Ermitteln Sie, in wie vielen Zeilen der folgenden Datensätze die Zeichenkette „pine“ vorkommt, und geben Sie nur diese Anzahl aus. Dabei ist zwischen Groß- und Kleinschreibung zu unterscheiden.

══ Daten ══

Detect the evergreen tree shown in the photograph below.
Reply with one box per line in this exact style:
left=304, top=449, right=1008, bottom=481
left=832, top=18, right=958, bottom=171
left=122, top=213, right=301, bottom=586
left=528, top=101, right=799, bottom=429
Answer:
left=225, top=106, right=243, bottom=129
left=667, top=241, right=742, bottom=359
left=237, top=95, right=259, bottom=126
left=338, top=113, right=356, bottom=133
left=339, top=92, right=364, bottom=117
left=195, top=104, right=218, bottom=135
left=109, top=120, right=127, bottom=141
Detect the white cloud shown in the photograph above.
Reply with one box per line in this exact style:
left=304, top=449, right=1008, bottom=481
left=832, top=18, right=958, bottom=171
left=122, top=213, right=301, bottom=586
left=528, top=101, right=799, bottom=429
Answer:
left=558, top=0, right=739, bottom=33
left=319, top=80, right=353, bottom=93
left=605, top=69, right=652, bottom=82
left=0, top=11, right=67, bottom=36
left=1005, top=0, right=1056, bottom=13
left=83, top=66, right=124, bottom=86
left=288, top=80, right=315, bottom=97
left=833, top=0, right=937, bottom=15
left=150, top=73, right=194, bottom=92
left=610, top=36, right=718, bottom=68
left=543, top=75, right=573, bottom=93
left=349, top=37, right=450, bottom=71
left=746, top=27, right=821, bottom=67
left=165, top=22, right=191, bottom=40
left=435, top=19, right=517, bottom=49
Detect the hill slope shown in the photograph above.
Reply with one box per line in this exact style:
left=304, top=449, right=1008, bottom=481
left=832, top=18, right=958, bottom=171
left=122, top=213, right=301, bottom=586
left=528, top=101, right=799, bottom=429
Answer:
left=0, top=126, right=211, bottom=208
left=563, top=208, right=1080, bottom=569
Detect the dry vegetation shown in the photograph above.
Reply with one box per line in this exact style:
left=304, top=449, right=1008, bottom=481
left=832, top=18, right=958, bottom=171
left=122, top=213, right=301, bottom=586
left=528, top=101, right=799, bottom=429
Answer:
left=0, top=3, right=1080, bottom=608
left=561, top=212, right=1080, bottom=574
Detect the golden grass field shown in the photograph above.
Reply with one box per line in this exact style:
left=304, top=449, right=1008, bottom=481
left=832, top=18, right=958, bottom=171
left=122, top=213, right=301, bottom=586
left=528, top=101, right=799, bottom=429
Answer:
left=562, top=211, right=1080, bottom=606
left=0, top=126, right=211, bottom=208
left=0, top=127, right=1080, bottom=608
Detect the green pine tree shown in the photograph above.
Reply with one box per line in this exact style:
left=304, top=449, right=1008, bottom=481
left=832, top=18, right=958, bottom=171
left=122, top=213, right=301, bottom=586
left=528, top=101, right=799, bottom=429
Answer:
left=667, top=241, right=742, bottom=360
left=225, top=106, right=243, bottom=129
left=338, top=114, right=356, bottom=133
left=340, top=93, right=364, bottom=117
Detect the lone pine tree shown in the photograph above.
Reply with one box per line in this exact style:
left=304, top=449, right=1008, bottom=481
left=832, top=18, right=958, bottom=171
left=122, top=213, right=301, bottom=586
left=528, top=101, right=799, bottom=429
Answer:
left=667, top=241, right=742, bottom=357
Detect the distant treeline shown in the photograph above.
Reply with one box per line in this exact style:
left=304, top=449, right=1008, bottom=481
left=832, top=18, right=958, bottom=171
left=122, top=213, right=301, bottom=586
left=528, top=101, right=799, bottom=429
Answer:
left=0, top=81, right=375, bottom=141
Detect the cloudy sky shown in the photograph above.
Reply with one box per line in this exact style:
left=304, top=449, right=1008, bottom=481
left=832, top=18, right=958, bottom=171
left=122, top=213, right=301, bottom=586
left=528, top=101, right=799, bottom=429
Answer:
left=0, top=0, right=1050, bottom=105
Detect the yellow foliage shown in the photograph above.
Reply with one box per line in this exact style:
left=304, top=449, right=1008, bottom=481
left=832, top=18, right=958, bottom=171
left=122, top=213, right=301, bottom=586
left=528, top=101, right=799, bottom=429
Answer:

═══

Lösung - 2